Stated goal a - According to the forum thread below, where are metal fish tapes said to be cheap?

Source passage -

Multiple reasons. A metal snake (fish tape)  will eliminate the need to thread as the pipe is laid down. Rope, especially poly or nylon may get glued? A metal snake stays much more rigid in a pipe for smooth pulls. They are cheap at Harbor Freight. https://www.harborfreight.com/100-ft-fish-tape-3891.html

1.5" conduit is really big for 4 #10s so pulling additional wires may not be an issue with a pull rope already in place. But if you are planning on future updates, then why not get them done now? The issue with pulling additional wires is that they may wrap around (over and under) the existing wires and cinch up. It can be done, but sometimes is a real hassle.


----------



## tadmaz (Jun 19, 2018)

Come to think of it, I think I used metal fish tape (like above) and the chinese finger trap type device to connect the wire to the fish tape.


----------



## Ashful (Jun 19, 2018)

When I add additional wiring to the conduit, I always disconnect the original wire bundle, use it to pull the snake back thru, tie in the new wire, and re-pull the entire bundle.  My pulls are almost always under 200 feet, so it’s not a big deal, and it keeps everything neat and tidy, soothing my overly anal-rentitive tendencies.  Also, even with oversized conduit, pulling a snake and new wire past bends can be a bear, and I worry about the possibility of the snake rubbing one of the existing wires in the bend.


----------



## RustyShackleford (Jun 19, 2018)

Ashful said:


> When I add additional wiring to the conduit, I always disconnect the original wire bundle, use it to pull the snake back thru, tie in the new wire, and re-pull the entire bundle.


I thought of that, but it seems like it puts a lot of wear and tear on the insulation of the older wires.


----------



## Ashful (Jun 19, 2018)

RustyShackleford said:


> I thought of that, but it seems like it puts a lot of wear and tear on the insulation of the older wires.



Maybe.  But I suspect not nearly as much as running 100+ feet of metal fish tape past a fixed point of existing wire insulation in a swept conduit elbow.


----------



## xman23 (Jun 19, 2018)

If I remember my industrial wiring. No more than 2, 90's. And pulling around 2 90's is not easy. No splices where you can't access it. I think you are doing LB underground, so no splicing there.  Avoid splices, there only potential bad connections. 

I would consider pulling some of these. A few pairs of 14 gauge, cable line, cat 5,  a multi cable with a number of twisted shielded pairs.


----------



## RustyShackleford (Jun 19, 2018)

xman23 said:


> If I remember my industrial wiring. No more than 2, 90's. And pulling around 2 90's is not easy. No splices where you can't access it. I think you are doing LB underground, so no splicing there.  Avoid splices, there only potential bad connections.


Hmm, there's already two 90s, where the risers to the LB boxes on the two buildings (house and shed) come out of the ground.  So no 90s allowed in the horizontal run ?    Glad I'm using way-too-big conduit then.

Records for processing -

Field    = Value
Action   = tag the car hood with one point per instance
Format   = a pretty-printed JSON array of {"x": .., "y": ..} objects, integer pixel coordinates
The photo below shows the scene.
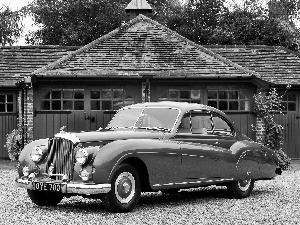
[{"x": 94, "y": 136}]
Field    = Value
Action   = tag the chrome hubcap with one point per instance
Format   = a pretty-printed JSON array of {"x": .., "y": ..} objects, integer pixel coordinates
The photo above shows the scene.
[
  {"x": 125, "y": 187},
  {"x": 244, "y": 184}
]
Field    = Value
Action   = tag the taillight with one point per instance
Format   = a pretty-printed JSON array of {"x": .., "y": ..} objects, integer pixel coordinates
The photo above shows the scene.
[{"x": 81, "y": 156}]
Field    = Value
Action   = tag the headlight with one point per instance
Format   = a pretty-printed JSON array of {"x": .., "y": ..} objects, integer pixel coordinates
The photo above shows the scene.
[
  {"x": 81, "y": 156},
  {"x": 84, "y": 174},
  {"x": 37, "y": 154},
  {"x": 25, "y": 171}
]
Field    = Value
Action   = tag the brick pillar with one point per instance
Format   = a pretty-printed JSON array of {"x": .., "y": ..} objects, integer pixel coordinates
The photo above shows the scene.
[
  {"x": 28, "y": 113},
  {"x": 260, "y": 130},
  {"x": 27, "y": 119}
]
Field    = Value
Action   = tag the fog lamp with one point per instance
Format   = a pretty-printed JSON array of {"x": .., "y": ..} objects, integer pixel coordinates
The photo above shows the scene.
[
  {"x": 25, "y": 171},
  {"x": 84, "y": 174},
  {"x": 81, "y": 156},
  {"x": 36, "y": 154}
]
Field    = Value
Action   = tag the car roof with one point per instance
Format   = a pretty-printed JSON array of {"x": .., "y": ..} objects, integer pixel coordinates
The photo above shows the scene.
[{"x": 183, "y": 106}]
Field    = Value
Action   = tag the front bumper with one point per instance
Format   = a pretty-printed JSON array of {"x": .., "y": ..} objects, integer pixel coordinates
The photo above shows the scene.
[{"x": 69, "y": 188}]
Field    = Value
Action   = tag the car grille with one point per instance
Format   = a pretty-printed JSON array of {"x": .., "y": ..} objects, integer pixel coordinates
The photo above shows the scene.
[{"x": 60, "y": 158}]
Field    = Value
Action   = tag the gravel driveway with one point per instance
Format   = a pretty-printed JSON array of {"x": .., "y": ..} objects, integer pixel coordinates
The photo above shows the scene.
[{"x": 272, "y": 202}]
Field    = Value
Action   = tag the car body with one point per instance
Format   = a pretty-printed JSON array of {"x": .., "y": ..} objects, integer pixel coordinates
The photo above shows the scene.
[{"x": 157, "y": 146}]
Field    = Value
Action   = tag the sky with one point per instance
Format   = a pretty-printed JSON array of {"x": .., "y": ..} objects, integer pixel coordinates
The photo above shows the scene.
[{"x": 28, "y": 22}]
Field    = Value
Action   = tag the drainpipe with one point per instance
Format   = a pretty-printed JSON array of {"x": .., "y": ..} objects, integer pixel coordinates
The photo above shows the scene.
[{"x": 23, "y": 114}]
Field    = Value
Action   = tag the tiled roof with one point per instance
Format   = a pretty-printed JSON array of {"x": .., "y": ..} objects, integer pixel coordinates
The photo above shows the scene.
[
  {"x": 275, "y": 64},
  {"x": 138, "y": 4},
  {"x": 19, "y": 61},
  {"x": 143, "y": 47}
]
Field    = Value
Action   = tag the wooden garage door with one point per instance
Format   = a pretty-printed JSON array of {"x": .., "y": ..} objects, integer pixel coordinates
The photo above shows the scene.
[{"x": 78, "y": 109}]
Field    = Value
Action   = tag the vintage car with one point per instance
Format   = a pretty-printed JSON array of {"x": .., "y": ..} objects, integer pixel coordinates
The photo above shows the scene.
[{"x": 162, "y": 146}]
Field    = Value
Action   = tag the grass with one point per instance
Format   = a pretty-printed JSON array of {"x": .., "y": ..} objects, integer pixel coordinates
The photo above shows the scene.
[{"x": 272, "y": 202}]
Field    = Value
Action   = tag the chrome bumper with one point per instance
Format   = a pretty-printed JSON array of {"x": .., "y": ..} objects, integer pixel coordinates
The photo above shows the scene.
[{"x": 70, "y": 188}]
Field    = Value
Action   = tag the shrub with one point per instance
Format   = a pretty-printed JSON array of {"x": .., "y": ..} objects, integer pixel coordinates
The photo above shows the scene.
[
  {"x": 14, "y": 142},
  {"x": 266, "y": 105}
]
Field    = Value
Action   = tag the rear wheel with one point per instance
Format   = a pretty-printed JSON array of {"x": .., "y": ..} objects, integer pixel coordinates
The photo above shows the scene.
[
  {"x": 240, "y": 189},
  {"x": 170, "y": 191},
  {"x": 45, "y": 198},
  {"x": 125, "y": 190}
]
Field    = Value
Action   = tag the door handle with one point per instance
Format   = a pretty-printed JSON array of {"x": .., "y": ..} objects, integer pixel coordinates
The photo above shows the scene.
[{"x": 91, "y": 118}]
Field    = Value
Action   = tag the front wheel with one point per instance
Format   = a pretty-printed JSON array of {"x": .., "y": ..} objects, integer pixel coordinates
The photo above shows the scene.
[
  {"x": 45, "y": 198},
  {"x": 240, "y": 189},
  {"x": 125, "y": 190}
]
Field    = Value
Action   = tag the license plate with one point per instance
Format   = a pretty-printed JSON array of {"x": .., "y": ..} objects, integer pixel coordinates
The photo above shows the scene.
[{"x": 43, "y": 186}]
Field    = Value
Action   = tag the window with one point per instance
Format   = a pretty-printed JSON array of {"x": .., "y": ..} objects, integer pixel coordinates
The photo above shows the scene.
[
  {"x": 228, "y": 100},
  {"x": 289, "y": 102},
  {"x": 110, "y": 99},
  {"x": 6, "y": 103},
  {"x": 63, "y": 99},
  {"x": 181, "y": 95},
  {"x": 204, "y": 122}
]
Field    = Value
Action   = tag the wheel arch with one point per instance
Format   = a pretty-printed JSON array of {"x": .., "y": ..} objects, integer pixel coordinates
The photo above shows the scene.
[{"x": 142, "y": 170}]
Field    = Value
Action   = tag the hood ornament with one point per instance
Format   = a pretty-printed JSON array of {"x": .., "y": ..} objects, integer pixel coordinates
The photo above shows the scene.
[
  {"x": 50, "y": 169},
  {"x": 62, "y": 129}
]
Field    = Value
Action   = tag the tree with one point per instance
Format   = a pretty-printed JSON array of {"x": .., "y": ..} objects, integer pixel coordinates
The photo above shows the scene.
[
  {"x": 199, "y": 19},
  {"x": 10, "y": 26},
  {"x": 78, "y": 22},
  {"x": 74, "y": 22},
  {"x": 252, "y": 24}
]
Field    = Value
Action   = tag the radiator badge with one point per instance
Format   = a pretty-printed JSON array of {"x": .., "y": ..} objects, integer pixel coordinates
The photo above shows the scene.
[{"x": 50, "y": 170}]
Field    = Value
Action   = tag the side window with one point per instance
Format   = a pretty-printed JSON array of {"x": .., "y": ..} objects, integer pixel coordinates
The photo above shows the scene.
[
  {"x": 221, "y": 126},
  {"x": 196, "y": 122},
  {"x": 204, "y": 122},
  {"x": 6, "y": 103}
]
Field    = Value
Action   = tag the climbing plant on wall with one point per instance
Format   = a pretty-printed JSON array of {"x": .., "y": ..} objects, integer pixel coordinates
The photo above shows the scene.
[{"x": 267, "y": 104}]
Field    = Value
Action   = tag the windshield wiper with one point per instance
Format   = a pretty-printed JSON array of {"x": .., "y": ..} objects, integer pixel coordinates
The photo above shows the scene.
[{"x": 155, "y": 128}]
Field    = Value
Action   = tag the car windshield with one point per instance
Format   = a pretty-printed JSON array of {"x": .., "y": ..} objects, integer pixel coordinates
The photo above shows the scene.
[{"x": 161, "y": 119}]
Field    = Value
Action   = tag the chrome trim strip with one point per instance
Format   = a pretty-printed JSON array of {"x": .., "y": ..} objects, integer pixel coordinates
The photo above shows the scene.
[
  {"x": 193, "y": 182},
  {"x": 71, "y": 188}
]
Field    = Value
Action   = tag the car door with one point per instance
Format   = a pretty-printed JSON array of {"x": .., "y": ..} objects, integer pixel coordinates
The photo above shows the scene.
[{"x": 203, "y": 158}]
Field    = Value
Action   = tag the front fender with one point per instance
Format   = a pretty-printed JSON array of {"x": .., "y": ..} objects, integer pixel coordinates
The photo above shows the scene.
[
  {"x": 254, "y": 161},
  {"x": 157, "y": 155},
  {"x": 25, "y": 159},
  {"x": 113, "y": 154}
]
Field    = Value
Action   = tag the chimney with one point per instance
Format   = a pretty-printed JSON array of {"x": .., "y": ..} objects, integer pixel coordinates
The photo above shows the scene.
[{"x": 136, "y": 7}]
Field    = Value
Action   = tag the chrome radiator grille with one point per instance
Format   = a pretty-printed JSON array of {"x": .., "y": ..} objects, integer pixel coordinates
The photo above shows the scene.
[{"x": 60, "y": 158}]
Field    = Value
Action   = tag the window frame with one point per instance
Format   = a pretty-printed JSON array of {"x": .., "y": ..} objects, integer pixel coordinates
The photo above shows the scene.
[
  {"x": 62, "y": 100},
  {"x": 228, "y": 100},
  {"x": 13, "y": 103}
]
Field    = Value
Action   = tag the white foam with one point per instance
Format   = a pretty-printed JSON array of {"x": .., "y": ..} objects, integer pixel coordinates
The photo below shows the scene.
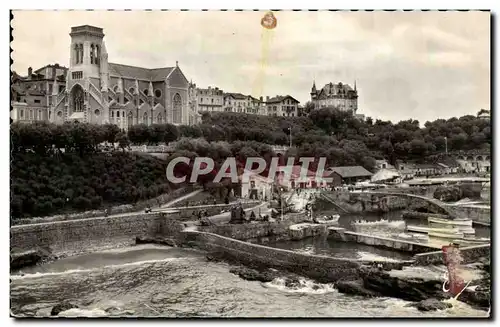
[
  {"x": 90, "y": 313},
  {"x": 305, "y": 286},
  {"x": 73, "y": 271}
]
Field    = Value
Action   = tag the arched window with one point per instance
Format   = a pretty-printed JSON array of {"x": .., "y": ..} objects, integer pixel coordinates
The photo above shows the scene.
[
  {"x": 92, "y": 53},
  {"x": 130, "y": 119},
  {"x": 97, "y": 54},
  {"x": 80, "y": 56},
  {"x": 77, "y": 98},
  {"x": 77, "y": 54},
  {"x": 177, "y": 109}
]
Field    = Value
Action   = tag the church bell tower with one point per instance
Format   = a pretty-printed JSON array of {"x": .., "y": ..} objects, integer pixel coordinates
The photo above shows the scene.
[{"x": 87, "y": 84}]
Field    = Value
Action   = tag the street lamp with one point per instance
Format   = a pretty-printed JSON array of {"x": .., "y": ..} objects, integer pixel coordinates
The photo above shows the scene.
[{"x": 290, "y": 130}]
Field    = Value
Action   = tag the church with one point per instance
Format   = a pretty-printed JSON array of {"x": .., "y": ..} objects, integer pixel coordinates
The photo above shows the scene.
[{"x": 98, "y": 91}]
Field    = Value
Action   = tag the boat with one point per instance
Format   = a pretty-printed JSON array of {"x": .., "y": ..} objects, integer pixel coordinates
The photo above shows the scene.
[
  {"x": 468, "y": 241},
  {"x": 467, "y": 230},
  {"x": 447, "y": 235},
  {"x": 453, "y": 222},
  {"x": 327, "y": 219},
  {"x": 421, "y": 229}
]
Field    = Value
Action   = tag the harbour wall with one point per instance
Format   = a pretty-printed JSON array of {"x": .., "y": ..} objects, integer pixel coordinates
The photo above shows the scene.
[
  {"x": 81, "y": 234},
  {"x": 359, "y": 202},
  {"x": 343, "y": 235},
  {"x": 191, "y": 213},
  {"x": 469, "y": 254},
  {"x": 478, "y": 214},
  {"x": 321, "y": 268}
]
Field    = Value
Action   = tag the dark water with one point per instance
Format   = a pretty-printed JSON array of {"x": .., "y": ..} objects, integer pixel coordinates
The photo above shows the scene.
[
  {"x": 332, "y": 248},
  {"x": 149, "y": 281}
]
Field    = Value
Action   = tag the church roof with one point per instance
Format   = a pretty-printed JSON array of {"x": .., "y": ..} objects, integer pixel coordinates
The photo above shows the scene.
[{"x": 153, "y": 75}]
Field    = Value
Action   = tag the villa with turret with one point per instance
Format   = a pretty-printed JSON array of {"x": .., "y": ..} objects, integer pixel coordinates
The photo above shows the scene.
[{"x": 339, "y": 95}]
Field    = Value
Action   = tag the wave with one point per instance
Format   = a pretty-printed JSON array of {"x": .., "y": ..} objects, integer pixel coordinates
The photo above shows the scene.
[
  {"x": 300, "y": 285},
  {"x": 20, "y": 275}
]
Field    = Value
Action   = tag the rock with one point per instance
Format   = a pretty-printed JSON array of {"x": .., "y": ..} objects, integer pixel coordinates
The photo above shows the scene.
[
  {"x": 292, "y": 282},
  {"x": 410, "y": 289},
  {"x": 27, "y": 258},
  {"x": 432, "y": 305},
  {"x": 478, "y": 298},
  {"x": 354, "y": 287},
  {"x": 155, "y": 240},
  {"x": 448, "y": 193},
  {"x": 58, "y": 308},
  {"x": 252, "y": 274}
]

Stated goal b - Extract every line of the entries above that contains the string "bumper", treating case as significant.

Correct result a - At Harbor Freight.

Correct result b -
Action   = tag the front bumper with one point per instance
Action   = tag the chrome bumper with one point per instance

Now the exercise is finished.